[begin Excerpt provided]

# Power window problem



## mshidner (Apr 11, 2009)

On my 67 GTO when ever I operate more than one switch at a time to open or close the power windows I blow a fuse. Any ideas what I need to check on before ripping out the whole wiring assembly.


----------



## crustysack (Oct 5, 2008)

Correct fuse size would be first guess.Then when did this start happening? Deterioration of a wire connection or the wire itself will cause a higher load on the circuit


----------



## mshidner (Apr 11, 2009)

Right now the fuse that is in this circuit is a 15 amp glass fuse. Since I have had the car which is for a short time it has been problem but the previous owner who had the car for over five years had the same problem. I have a power bucket driver seat and the fuse never blows and all of the other electrical systems seem to work ok. Any other ideas. thanks


----------



## 66tempestGT (Nov 28, 2009)

15 seeems small for power windows. i would check a diagram to see if that is big enough. old electric motors can have high resistance. a cicuit breaker in place of the fuse could be an effective crutch. it will kick out instead of blowing but then reset itself soon after.


----------



## Eric Animal (Oct 28, 2007)

Those 2 accessories should go thru a relay. Not be powered off the fuse box. Eric


----------

[end Excerpt provided]
[begin Recorded data]

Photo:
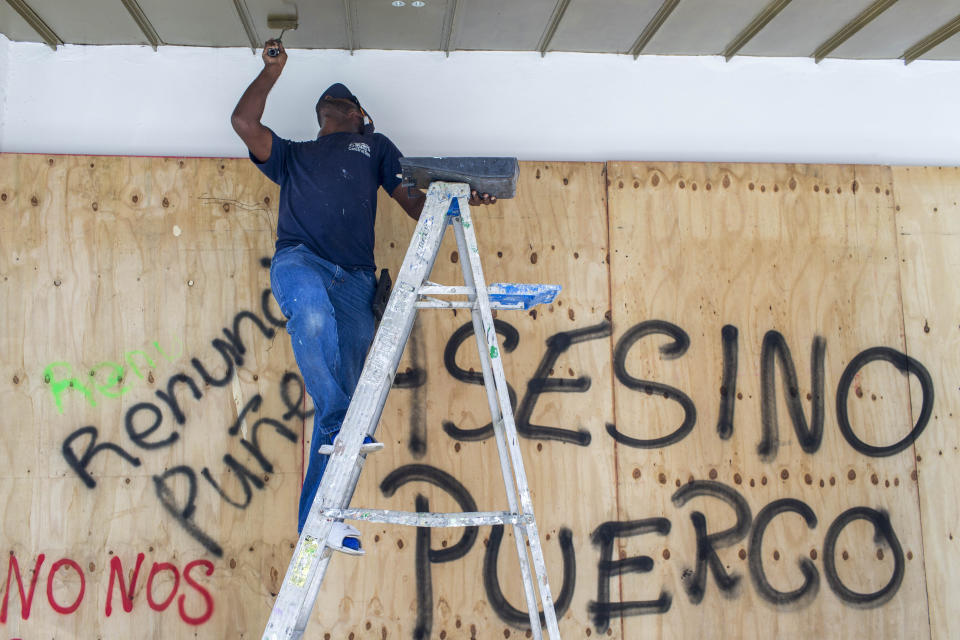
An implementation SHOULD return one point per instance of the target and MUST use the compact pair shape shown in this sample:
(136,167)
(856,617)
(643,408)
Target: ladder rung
(427,519)
(433,303)
(503,295)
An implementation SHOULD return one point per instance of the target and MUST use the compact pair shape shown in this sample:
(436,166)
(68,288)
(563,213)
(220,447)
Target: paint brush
(284,22)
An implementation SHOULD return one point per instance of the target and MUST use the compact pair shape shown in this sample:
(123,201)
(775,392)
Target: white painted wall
(177,101)
(4,80)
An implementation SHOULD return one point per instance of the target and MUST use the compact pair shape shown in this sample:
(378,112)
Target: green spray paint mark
(60,377)
(301,567)
(128,356)
(115,378)
(58,386)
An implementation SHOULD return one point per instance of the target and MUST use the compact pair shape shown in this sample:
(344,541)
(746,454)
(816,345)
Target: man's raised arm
(246,115)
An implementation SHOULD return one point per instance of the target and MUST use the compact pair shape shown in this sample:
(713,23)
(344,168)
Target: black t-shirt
(328,193)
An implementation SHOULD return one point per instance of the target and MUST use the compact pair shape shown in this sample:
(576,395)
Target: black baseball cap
(340,92)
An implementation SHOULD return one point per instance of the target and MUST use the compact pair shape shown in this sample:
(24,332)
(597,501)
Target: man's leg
(300,282)
(352,297)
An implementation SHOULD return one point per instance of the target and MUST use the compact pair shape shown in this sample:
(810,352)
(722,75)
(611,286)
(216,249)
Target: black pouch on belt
(382,295)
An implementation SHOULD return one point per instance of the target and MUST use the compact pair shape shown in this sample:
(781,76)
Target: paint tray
(496,176)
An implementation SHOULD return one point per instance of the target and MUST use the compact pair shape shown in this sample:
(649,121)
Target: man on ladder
(323,271)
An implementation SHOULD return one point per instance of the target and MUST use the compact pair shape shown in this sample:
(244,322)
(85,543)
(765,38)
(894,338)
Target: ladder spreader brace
(449,181)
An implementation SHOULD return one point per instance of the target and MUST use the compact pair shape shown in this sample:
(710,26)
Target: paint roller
(284,22)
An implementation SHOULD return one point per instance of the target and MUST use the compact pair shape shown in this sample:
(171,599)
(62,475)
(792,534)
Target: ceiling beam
(133,8)
(348,10)
(653,26)
(763,18)
(36,23)
(862,20)
(248,26)
(555,18)
(448,22)
(945,32)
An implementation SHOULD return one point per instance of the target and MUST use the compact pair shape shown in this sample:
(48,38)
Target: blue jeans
(331,327)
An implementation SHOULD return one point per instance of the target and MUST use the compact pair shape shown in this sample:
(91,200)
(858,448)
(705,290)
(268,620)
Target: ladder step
(503,295)
(529,295)
(426,519)
(367,447)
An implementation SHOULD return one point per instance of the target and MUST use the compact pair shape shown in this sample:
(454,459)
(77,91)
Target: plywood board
(928,227)
(119,274)
(808,252)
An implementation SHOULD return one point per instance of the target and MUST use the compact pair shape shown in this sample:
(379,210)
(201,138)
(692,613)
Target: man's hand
(477,199)
(274,63)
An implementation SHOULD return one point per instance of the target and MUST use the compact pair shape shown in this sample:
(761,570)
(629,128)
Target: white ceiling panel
(380,25)
(208,23)
(703,27)
(802,26)
(90,22)
(949,49)
(501,25)
(603,25)
(897,29)
(15,27)
(695,27)
(322,23)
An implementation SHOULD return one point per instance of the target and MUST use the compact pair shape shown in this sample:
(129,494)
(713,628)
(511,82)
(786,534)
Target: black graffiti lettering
(79,465)
(541,383)
(424,622)
(245,476)
(773,350)
(491,582)
(883,532)
(804,595)
(184,514)
(139,437)
(170,396)
(424,553)
(511,338)
(294,406)
(253,446)
(728,387)
(229,354)
(904,364)
(603,537)
(707,545)
(669,351)
(234,336)
(265,296)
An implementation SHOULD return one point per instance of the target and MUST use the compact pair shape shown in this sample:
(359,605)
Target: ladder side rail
(516,458)
(519,532)
(300,586)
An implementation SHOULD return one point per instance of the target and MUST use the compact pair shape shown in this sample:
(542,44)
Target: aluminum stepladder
(446,204)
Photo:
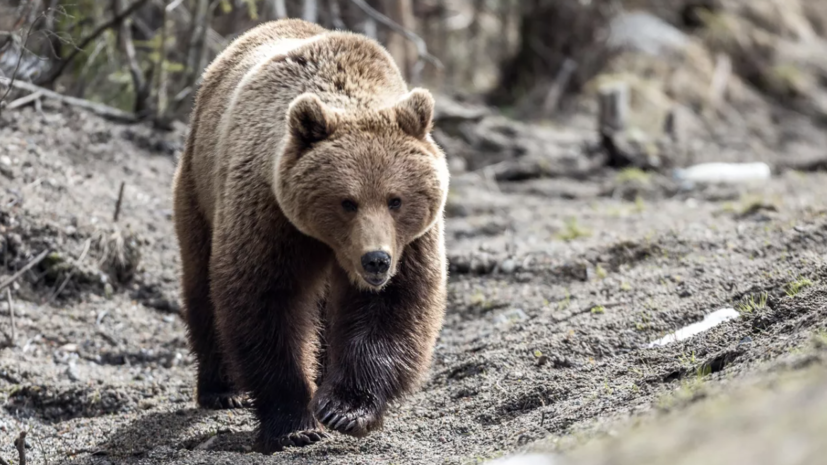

[end Recorded data]

- _What this task involves_:
Based on the power window thread, say yes or no to each statement and quote the words that decide it: (a) The fuse now in the circuit is a 15 amp glass fuse. (b) The fuse also blows when the power bucket driver seat is used. (c) One reply suggests putting a circuit breaker where the fuse is. The rows are separate material, unrelated to the thread.

- _Answer to this exercise_:
(a) Yes: "Right now the fuse that is in this circuit is a 15 amp glass fuse."
(b) No: "I have a power bucket driver seat and the fuse never blows"
(c) Yes: "a cicuit breaker in place of the fuse could be an effective crutch."